§ Written task
Retype the records verbatim, beginning with their first line and stopping after the line that contains "1L0 0V541L63 488L109".

§ Provided data
# # # #

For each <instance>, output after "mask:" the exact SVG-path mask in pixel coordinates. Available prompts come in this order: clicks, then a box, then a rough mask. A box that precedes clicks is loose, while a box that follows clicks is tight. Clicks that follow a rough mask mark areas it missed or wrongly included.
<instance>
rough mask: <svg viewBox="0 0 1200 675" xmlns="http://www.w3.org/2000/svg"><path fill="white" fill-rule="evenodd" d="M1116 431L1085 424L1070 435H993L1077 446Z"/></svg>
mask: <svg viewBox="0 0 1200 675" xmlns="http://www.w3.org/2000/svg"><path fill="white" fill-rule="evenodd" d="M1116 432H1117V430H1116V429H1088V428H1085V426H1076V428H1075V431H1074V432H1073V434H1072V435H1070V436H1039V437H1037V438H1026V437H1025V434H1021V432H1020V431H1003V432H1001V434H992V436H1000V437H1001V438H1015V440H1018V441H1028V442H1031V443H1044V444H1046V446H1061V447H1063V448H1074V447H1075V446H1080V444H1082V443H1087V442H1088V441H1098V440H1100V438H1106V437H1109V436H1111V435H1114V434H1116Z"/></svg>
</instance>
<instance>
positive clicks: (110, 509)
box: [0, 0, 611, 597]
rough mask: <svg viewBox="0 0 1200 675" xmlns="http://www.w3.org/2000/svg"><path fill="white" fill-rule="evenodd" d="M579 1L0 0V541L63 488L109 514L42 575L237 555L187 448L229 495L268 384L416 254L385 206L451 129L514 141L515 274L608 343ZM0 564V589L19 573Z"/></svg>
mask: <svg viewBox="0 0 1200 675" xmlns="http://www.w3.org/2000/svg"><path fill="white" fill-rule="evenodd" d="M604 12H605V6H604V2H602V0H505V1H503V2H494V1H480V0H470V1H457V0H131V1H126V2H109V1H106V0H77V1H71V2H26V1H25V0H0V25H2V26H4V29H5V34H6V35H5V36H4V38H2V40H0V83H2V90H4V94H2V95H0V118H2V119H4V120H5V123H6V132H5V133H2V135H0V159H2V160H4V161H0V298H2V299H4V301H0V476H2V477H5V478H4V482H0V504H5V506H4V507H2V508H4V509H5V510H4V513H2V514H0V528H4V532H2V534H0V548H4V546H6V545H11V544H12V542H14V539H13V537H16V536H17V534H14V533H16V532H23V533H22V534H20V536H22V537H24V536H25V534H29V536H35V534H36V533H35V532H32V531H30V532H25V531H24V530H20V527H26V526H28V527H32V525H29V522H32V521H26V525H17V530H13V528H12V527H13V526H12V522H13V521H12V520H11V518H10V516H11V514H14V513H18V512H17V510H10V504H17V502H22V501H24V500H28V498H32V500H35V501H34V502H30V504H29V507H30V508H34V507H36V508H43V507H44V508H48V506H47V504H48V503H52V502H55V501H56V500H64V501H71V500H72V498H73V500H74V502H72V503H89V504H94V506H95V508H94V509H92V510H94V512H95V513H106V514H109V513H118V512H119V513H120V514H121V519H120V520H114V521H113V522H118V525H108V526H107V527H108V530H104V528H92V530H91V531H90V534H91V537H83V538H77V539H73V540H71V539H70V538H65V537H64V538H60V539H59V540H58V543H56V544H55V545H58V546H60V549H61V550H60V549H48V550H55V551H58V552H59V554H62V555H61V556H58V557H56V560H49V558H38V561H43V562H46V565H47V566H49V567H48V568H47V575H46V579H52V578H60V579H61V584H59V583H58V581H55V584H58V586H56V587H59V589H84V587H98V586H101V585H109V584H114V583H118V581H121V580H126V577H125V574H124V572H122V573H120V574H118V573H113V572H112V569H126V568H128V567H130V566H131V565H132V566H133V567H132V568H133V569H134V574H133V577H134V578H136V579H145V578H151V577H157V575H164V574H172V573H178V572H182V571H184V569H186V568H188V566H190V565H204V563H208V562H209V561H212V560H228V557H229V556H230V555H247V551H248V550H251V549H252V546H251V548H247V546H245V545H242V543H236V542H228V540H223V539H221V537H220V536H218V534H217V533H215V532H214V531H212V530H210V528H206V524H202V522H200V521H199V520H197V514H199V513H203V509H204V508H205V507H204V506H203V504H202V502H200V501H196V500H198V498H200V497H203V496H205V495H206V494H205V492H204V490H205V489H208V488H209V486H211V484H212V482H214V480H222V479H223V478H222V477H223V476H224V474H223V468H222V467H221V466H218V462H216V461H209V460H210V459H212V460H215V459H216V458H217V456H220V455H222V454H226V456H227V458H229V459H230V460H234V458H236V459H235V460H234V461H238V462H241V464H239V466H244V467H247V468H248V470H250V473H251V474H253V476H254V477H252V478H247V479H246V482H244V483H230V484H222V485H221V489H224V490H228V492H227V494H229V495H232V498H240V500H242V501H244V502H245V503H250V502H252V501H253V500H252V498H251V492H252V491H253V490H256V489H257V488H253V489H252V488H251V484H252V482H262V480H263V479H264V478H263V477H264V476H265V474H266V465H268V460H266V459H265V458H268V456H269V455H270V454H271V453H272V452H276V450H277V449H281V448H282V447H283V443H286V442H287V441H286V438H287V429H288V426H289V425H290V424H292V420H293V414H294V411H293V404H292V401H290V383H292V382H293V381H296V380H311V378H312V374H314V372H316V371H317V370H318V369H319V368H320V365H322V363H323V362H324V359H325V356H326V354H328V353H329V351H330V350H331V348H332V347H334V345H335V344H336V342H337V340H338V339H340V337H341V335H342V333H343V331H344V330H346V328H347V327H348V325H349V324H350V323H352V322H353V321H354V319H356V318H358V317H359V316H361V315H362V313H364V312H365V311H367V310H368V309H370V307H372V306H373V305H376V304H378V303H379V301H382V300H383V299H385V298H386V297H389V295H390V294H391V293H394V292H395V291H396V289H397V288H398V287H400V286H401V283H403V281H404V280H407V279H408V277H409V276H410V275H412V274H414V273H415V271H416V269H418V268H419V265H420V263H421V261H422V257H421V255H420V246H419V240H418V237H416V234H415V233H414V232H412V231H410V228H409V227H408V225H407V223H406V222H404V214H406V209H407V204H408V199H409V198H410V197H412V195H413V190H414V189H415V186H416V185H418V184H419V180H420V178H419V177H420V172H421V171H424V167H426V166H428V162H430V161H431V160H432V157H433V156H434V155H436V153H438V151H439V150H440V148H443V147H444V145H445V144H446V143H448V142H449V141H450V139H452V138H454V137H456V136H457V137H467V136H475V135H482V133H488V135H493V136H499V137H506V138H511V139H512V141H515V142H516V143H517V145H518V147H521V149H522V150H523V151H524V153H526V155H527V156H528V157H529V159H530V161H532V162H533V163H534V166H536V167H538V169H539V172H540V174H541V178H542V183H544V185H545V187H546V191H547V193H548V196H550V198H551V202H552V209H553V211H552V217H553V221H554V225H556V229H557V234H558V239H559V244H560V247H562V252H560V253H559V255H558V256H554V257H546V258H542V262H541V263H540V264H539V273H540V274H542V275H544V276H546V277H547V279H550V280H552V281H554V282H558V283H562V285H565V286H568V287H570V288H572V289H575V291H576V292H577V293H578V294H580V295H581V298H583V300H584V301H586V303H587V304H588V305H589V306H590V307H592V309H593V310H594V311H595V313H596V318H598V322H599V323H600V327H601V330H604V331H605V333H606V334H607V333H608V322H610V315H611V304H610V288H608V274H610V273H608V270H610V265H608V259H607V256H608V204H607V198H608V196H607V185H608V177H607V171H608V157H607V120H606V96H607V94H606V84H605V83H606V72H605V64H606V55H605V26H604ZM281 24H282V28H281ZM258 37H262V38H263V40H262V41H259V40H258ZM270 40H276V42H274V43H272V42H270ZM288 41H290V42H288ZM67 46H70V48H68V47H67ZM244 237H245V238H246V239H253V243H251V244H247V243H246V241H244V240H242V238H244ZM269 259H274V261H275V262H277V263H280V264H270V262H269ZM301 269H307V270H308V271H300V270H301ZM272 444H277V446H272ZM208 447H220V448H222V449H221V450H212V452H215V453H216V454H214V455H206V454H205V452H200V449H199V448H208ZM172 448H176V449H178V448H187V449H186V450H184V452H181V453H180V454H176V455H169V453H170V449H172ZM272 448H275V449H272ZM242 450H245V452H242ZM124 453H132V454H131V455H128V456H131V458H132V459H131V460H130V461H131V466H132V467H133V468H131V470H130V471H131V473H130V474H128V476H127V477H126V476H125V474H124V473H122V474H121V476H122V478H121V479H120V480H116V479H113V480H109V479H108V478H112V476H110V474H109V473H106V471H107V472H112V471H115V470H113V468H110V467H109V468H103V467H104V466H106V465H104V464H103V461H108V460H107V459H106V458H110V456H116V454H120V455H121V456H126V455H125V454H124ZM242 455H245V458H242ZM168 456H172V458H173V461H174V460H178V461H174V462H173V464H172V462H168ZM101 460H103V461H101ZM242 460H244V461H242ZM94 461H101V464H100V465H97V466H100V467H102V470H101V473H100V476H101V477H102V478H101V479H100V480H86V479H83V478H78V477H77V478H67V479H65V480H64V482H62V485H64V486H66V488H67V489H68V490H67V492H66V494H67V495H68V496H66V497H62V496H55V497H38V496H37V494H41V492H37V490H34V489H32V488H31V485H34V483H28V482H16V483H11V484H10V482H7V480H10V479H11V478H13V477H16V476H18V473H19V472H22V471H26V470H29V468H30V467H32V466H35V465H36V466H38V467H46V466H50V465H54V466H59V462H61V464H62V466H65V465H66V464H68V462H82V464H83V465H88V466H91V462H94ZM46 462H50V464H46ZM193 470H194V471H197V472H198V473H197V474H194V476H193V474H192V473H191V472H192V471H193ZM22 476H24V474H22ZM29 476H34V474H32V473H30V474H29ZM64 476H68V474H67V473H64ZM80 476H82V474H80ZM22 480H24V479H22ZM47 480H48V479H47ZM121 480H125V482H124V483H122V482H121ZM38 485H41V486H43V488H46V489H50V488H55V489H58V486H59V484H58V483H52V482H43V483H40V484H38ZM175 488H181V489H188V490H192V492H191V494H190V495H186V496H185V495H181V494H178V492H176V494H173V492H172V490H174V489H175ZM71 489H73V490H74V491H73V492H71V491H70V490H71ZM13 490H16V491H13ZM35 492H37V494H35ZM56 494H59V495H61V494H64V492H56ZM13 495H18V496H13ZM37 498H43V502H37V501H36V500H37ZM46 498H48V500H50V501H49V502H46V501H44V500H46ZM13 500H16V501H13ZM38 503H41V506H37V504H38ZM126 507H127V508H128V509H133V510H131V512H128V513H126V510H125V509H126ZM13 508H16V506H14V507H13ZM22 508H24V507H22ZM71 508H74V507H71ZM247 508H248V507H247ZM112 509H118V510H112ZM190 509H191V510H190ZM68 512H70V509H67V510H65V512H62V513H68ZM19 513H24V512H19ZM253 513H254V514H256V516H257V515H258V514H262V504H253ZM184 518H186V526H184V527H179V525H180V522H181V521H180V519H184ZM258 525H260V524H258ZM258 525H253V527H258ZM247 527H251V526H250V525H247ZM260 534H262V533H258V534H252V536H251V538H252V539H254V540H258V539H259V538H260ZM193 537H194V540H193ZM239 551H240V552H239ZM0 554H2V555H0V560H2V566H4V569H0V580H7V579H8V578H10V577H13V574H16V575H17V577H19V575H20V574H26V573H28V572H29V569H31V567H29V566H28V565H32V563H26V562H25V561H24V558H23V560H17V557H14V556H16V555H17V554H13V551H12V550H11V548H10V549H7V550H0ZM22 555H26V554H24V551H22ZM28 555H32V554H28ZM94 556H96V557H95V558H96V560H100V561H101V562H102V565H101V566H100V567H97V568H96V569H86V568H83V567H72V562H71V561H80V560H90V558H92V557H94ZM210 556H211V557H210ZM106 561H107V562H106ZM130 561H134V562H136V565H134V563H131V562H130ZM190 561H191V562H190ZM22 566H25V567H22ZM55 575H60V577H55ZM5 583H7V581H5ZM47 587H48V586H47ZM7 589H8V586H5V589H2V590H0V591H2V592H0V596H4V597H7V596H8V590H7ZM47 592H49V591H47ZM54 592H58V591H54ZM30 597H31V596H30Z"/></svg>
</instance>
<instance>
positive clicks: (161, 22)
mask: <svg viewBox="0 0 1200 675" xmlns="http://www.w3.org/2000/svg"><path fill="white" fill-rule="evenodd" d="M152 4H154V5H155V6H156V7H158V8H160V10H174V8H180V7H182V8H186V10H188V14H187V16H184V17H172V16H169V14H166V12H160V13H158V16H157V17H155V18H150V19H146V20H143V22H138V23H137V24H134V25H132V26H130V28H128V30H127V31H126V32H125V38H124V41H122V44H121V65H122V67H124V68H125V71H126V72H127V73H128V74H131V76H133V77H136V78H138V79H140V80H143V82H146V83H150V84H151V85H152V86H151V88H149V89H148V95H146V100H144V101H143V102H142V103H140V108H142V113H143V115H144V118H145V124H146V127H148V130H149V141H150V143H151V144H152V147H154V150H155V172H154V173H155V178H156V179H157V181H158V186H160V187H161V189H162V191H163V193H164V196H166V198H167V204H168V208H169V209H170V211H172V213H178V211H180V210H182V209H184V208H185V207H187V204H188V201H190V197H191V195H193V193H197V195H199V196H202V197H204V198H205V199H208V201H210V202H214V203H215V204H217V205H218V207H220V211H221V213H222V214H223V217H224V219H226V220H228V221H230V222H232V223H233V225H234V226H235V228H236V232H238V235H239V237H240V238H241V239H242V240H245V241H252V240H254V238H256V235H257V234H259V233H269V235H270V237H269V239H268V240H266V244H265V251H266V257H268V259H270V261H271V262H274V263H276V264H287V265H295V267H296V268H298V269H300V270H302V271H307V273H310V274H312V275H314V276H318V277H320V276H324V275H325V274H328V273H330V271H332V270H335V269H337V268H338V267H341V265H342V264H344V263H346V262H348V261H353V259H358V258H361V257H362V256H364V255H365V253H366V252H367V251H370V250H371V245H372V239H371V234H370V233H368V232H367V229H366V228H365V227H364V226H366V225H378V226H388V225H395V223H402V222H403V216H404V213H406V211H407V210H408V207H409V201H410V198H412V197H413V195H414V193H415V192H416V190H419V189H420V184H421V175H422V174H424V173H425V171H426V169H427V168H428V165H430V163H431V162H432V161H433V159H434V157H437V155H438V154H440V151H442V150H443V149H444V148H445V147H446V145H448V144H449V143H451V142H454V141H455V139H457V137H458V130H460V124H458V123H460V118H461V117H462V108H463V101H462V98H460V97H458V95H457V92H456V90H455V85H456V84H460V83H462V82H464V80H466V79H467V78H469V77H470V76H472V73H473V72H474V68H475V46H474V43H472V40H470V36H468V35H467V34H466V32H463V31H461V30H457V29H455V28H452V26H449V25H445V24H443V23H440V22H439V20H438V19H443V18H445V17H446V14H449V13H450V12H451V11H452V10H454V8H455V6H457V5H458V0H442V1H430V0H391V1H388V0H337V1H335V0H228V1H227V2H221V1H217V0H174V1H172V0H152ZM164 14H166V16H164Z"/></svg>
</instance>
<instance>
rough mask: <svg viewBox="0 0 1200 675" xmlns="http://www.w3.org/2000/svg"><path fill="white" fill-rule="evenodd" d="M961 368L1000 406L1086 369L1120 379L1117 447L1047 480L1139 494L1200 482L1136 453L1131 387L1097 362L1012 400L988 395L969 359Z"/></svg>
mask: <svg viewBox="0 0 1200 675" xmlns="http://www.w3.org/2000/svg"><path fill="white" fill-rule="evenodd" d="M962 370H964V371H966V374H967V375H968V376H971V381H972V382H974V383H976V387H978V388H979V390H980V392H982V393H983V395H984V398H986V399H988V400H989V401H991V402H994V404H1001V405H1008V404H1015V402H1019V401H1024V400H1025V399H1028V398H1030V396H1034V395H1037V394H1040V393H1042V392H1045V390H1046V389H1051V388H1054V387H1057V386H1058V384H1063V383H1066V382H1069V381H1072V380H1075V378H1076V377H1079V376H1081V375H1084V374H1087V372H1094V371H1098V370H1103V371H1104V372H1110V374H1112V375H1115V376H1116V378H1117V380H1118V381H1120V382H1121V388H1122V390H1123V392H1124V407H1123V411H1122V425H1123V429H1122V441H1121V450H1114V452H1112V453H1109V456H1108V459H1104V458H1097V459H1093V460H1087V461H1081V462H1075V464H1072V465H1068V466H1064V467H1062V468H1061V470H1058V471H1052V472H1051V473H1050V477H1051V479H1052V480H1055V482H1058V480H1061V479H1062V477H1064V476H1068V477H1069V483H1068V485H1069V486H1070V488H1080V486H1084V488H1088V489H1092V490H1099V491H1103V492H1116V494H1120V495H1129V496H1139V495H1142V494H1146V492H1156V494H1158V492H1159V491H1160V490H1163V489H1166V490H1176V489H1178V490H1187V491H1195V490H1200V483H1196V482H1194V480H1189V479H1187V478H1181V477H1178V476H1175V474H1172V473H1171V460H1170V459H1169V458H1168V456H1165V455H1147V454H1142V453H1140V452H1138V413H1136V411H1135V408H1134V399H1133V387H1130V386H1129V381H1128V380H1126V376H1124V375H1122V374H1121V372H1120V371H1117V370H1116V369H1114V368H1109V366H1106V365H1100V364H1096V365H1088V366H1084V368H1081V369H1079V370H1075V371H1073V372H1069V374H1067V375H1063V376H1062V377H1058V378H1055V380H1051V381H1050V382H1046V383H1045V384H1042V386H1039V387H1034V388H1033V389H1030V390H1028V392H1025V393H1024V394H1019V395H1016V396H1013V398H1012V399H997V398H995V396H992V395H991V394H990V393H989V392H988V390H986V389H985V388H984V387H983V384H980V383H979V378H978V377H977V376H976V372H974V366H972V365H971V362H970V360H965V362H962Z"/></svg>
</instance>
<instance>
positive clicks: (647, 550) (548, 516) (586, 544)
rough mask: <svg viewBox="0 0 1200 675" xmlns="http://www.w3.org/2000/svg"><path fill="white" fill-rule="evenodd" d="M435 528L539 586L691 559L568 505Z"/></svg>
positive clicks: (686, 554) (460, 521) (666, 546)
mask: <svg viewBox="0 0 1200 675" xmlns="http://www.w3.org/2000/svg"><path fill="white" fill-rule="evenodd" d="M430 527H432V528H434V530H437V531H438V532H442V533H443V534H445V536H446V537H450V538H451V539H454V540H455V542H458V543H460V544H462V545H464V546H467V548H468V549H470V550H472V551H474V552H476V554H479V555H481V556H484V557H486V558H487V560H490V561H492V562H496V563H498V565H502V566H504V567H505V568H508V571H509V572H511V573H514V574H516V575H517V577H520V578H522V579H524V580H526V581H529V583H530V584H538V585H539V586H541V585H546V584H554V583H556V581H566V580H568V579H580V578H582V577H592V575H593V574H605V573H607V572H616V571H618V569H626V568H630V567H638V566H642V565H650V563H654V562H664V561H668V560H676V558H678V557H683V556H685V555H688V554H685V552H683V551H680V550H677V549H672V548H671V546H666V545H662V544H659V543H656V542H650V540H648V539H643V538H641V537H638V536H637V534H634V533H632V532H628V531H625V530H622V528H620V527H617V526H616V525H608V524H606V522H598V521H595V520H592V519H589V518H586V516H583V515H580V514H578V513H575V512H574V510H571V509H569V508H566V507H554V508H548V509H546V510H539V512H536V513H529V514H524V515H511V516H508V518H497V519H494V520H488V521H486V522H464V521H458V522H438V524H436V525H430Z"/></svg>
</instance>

# # # #

§ Expected answer
For each <instance>, output after "mask:" the exact SVG-path mask in pixel coordinates. Available prompts come in this order: clicks, then a box, then a rough mask. A box that precedes clicks is loose, while a box that follows clicks is tight. Clicks that follow a rough mask mark areas it missed or wrongly included.
<instance>
rough mask: <svg viewBox="0 0 1200 675" xmlns="http://www.w3.org/2000/svg"><path fill="white" fill-rule="evenodd" d="M1116 431L1085 424L1070 435H993L1077 446Z"/></svg>
mask: <svg viewBox="0 0 1200 675" xmlns="http://www.w3.org/2000/svg"><path fill="white" fill-rule="evenodd" d="M1116 432H1117V430H1116V429H1088V428H1085V426H1076V428H1075V431H1074V432H1073V434H1072V435H1070V436H1039V437H1037V438H1026V437H1025V434H1021V432H1020V431H1003V432H1001V434H992V436H1000V437H1001V438H1015V440H1018V441H1028V442H1031V443H1044V444H1046V446H1061V447H1063V448H1074V447H1075V446H1080V444H1082V443H1087V442H1088V441H1098V440H1100V438H1106V437H1109V436H1111V435H1114V434H1116Z"/></svg>
</instance>
<instance>
positive clicks: (110, 509)
box: [0, 0, 611, 597]
rough mask: <svg viewBox="0 0 1200 675" xmlns="http://www.w3.org/2000/svg"><path fill="white" fill-rule="evenodd" d="M579 1L0 0V541L63 488L109 514L42 575L237 555L187 448L229 495L268 384L416 254L385 206L451 129L514 141L515 274L608 343ZM0 564V589L19 573Z"/></svg>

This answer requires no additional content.